<<<<

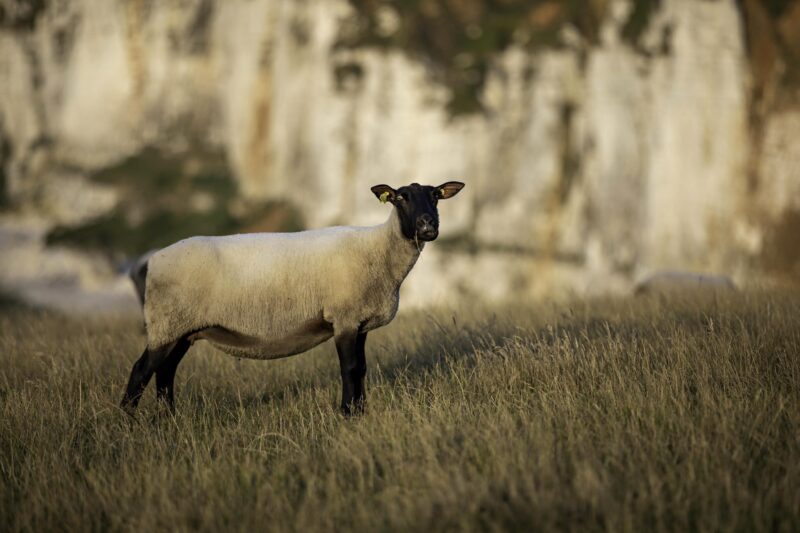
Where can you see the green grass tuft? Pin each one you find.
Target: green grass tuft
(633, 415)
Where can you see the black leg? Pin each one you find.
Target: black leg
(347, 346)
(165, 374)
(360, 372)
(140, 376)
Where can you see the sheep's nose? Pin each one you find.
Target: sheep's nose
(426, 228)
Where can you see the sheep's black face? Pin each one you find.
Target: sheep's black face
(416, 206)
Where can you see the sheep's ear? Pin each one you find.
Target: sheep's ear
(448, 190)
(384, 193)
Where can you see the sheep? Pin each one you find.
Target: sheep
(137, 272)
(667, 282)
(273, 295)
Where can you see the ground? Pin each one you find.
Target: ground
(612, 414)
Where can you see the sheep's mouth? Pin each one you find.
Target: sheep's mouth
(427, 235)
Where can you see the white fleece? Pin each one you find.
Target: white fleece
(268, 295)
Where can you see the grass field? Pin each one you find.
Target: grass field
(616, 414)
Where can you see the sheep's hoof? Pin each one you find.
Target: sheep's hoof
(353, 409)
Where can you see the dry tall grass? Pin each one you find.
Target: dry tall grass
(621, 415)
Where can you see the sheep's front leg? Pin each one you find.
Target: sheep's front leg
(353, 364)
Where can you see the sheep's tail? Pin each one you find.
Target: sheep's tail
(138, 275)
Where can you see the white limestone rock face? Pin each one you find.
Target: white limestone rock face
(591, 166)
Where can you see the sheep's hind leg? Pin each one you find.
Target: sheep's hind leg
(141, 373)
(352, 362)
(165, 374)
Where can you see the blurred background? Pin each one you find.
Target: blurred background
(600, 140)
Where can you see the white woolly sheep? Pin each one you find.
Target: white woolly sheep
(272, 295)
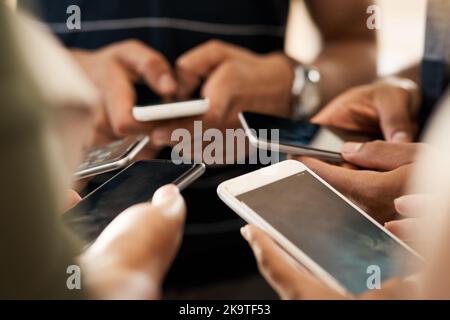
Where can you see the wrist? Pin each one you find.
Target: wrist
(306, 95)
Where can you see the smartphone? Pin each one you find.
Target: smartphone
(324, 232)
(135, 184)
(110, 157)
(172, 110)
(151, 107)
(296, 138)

>>>>

Your answer should set down the listing verbatim and leave out its images.

Where can you see the green grass tuft? Pin each one you find.
Target: green grass tuft
(633, 415)
Where can you see the black leg? Pin each one you find.
Target: black leg
(347, 346)
(165, 374)
(360, 372)
(140, 376)
Where can you see the sheep's nose? Pin each one you find.
Target: sheep's nose
(426, 228)
Where can you see the sheep's black face? Pin each one you find.
Target: sheep's black face
(416, 206)
Where can you see the sheep's ear? Pin each one you find.
Target: sheep's ear
(448, 190)
(384, 193)
Where can you see the sheep? Pin each one you find.
Target: sheep
(137, 272)
(667, 282)
(273, 295)
Where can you see the ground? Pin each one you find.
Target: ground
(612, 414)
Where can you see the sheep's mouth? Pin each one you find.
Target: sheep's mouth
(427, 235)
Where can you see the white fleece? Pin each one you find.
Target: white fleece
(268, 295)
Where can you see the grass field? Pin each one you find.
Target: grass field
(616, 414)
Where can you see the sheep's hoof? Pin each one you find.
Target: sheep's hoof
(353, 409)
Where can you see the dry tall grass? Pin each one you find.
Target: dry tall grass
(621, 415)
Where can you see the sheep's front leg? Pin each one you find.
Target: sheep's front leg
(353, 364)
Where can you see the sheep's tail? Pin each one you find.
Target: sheep's tail
(138, 275)
Where can you see the white limestone rock face? Pin each one you find.
Target: white limestone rock face
(591, 166)
Where can you see the sheep's hind leg? Pin each one you find.
Target: sheep's hind leg
(141, 373)
(352, 362)
(165, 374)
Where can you see the blurred background? Pin each one you find.
Target: blurred background
(600, 140)
Where can you see the white woolly sheep? Pin each one you find.
Target: white woolly sheep
(272, 295)
Where can you see the wrist? Pin each one you find.
Target: wrist
(306, 95)
Where can you see the smartphone? Pin each one you find.
Target: smartphone
(324, 232)
(135, 184)
(110, 157)
(172, 110)
(151, 107)
(296, 138)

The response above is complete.